- _Supplied data_
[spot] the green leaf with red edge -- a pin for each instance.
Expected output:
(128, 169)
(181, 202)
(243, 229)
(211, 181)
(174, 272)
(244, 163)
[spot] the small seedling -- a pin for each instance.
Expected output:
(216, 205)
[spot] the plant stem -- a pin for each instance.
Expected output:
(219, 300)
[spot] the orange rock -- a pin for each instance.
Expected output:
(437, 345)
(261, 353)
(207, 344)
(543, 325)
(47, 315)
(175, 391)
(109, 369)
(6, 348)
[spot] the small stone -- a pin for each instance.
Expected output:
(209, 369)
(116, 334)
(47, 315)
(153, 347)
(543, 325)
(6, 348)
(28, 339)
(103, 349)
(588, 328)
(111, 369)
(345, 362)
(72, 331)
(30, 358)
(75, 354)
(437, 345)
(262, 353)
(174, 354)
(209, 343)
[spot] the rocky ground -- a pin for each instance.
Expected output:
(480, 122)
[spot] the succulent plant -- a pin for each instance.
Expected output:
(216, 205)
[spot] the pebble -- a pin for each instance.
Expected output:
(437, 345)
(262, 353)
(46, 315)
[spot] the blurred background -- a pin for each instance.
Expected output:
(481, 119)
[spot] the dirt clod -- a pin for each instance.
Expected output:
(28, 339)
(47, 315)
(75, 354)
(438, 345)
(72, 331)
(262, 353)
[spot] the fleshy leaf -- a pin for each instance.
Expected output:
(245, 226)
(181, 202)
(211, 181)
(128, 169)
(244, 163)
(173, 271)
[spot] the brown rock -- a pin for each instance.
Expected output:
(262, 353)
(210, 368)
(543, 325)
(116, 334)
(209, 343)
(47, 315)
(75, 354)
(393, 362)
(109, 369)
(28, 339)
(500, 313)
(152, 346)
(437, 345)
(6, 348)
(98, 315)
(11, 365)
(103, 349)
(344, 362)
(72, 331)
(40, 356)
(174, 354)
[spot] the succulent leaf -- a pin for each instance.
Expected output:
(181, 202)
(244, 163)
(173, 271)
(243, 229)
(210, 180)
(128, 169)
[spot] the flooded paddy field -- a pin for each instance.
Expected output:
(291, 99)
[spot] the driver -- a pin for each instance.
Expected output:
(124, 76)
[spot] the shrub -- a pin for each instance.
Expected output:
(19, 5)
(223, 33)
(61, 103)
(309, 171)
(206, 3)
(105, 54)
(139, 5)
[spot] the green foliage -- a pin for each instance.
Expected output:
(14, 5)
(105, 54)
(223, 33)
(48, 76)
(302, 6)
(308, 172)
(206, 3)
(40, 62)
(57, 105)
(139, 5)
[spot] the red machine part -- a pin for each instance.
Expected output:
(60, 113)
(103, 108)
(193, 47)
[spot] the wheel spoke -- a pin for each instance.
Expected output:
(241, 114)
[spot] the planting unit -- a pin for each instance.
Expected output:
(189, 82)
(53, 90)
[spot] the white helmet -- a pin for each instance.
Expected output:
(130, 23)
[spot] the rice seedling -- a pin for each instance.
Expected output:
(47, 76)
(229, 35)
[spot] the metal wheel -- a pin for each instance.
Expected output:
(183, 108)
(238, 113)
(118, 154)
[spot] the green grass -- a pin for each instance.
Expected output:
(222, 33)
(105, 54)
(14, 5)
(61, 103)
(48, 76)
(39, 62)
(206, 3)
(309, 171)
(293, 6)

- _Stated problem_
Rewrite the records from the line with "[spot] the driver -- a pin for each instance." through the end of the records, changing "shrub" to "bush" and leaving everything else unchanged.

- _Solution_
[spot] the driver -- a pin for each instance.
Expected output:
(124, 76)
[spot] the bush -- a pin for each instance.
Expected output:
(19, 5)
(223, 33)
(61, 103)
(309, 171)
(206, 3)
(105, 54)
(139, 5)
[spot] the green foliage -- a pin for each instance.
Expected output:
(14, 5)
(105, 54)
(223, 33)
(48, 76)
(302, 6)
(308, 172)
(206, 3)
(40, 62)
(57, 105)
(139, 5)
[spot] the red machine part -- a pin for each instance.
Expected output:
(60, 113)
(103, 108)
(193, 47)
[spot] the wheel spoke -- a pin for each instance.
Expected output:
(241, 114)
[spot] the planting unit -- a pin for each instance.
Expected output:
(189, 82)
(53, 90)
[spot] the white helmet -- a pin for each instance.
Expected output:
(130, 23)
[spot] the rice seedling -- a pin for each instance.
Expected output:
(47, 76)
(229, 35)
[spot] the metal wheel -- a pin for each instance.
Expected output:
(183, 108)
(238, 113)
(118, 154)
[spot] the green grass -- a pin for each instance.
Expected output:
(222, 33)
(105, 54)
(14, 5)
(61, 103)
(48, 76)
(39, 62)
(206, 3)
(309, 171)
(293, 6)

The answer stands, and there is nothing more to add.